++++ Data for this task
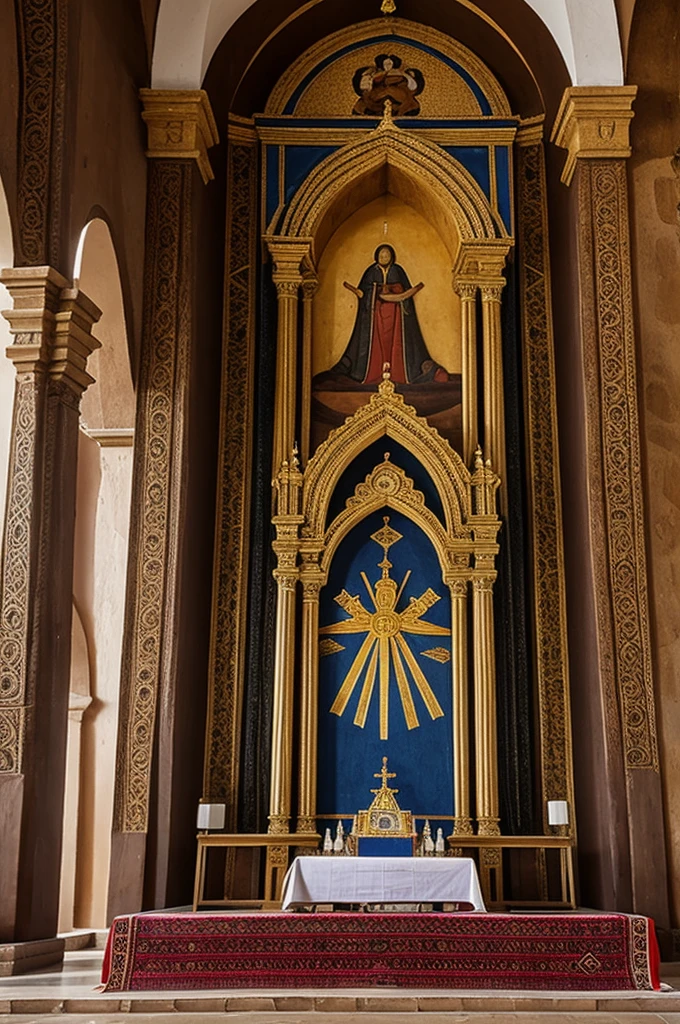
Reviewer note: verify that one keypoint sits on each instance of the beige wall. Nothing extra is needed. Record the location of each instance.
(102, 518)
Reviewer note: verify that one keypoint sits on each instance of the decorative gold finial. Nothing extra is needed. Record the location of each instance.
(387, 121)
(384, 775)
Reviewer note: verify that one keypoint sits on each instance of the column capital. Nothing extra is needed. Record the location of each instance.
(481, 259)
(180, 126)
(593, 122)
(465, 290)
(492, 290)
(51, 324)
(288, 256)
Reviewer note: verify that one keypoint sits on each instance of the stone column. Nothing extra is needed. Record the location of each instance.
(459, 602)
(467, 292)
(593, 125)
(180, 131)
(287, 256)
(51, 326)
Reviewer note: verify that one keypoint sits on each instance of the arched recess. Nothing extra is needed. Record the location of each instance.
(386, 415)
(102, 516)
(7, 375)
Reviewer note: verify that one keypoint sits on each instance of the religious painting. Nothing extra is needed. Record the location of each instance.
(385, 669)
(382, 314)
(387, 79)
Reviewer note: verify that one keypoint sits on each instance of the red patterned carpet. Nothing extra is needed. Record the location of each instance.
(559, 952)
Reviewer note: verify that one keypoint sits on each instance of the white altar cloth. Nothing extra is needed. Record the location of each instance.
(382, 880)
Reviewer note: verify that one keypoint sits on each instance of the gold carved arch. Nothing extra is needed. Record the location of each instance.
(386, 414)
(461, 206)
(387, 485)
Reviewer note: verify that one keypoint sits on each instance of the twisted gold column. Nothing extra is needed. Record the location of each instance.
(484, 710)
(282, 730)
(493, 349)
(287, 521)
(459, 598)
(288, 257)
(306, 821)
(467, 293)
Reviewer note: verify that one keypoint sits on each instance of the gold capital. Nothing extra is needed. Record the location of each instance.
(180, 126)
(594, 122)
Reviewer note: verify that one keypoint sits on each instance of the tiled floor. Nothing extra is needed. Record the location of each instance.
(71, 995)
++++++++
Your answer must be an exact repeat of all the records, minus the pictures.

Reviewer note: verify that one keypoint sits on each instance of the beige wall. Nothing extra is needed. Record the location of each instance.
(102, 518)
Reviewer note: verify that one keypoint sits on each instance of the decorative gold finial. Nothing extra is needed. Record the location of each instance.
(387, 121)
(384, 775)
Reviewer note: verify that one keypoint sits on each instance of the column capital. Nothing extra is needed. Record the location of each instance.
(481, 259)
(180, 126)
(593, 122)
(465, 290)
(492, 290)
(51, 324)
(288, 256)
Reviewer note: verify that one keypoint sits on each instance of the stone column. Nothing extra is needed. Record the location of each instance.
(459, 602)
(467, 292)
(593, 125)
(180, 131)
(287, 256)
(51, 326)
Reviewer note: verify that one keypoint sits on each instance of the arched recess. Nothing extra is needed. Record the location of each instance.
(386, 415)
(102, 516)
(7, 375)
Reviewer note: verify that one keypoint sits on each instance of the religious painting. Nothing extra is needed. Record the location of each instance.
(385, 669)
(382, 314)
(387, 79)
Reviewer note: verify that one keypoint sits on each instance of the red patterned carpet. Nothing extra is needed. Record the location of each instance.
(559, 952)
Reviewer note: verify that one keypoint sits on each instance of the white altar cloth. Nothing extra is needed. Record the location of each instance.
(382, 880)
Reviewer note: verify that one keypoint sits on each instance of the gold carved arch. Nothing extra is needed. Record the location of each instance.
(386, 414)
(461, 206)
(387, 485)
Reviewer note: verify that one keypoint sits on each instance of the twisted gold column. Nothing extra is needed. Record the location of each instance.
(484, 710)
(282, 730)
(493, 349)
(287, 521)
(459, 598)
(288, 257)
(306, 821)
(467, 293)
Reviewer note: verify that one keypoint sits on each instance of the gold capital. Nothing extra is needed. Record the location of each instance.
(180, 126)
(594, 122)
Reviewer note: verify that one keypoint sits on each instance of the tiled floor. Nothing extra is needed. Record the location of each instance.
(71, 995)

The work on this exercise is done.